### Aufgabenstellung
Übertragen Sie die nachstehende Auflistung vollständig und zeichengetreu.

═════ Vorliegende Daten ═════

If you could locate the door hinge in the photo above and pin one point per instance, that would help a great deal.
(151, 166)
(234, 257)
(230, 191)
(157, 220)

═════

### Lösung
If you could locate the door hinge in the photo above and pin one point per instance, that would help a great deal.
(151, 166)
(234, 257)
(230, 191)
(157, 220)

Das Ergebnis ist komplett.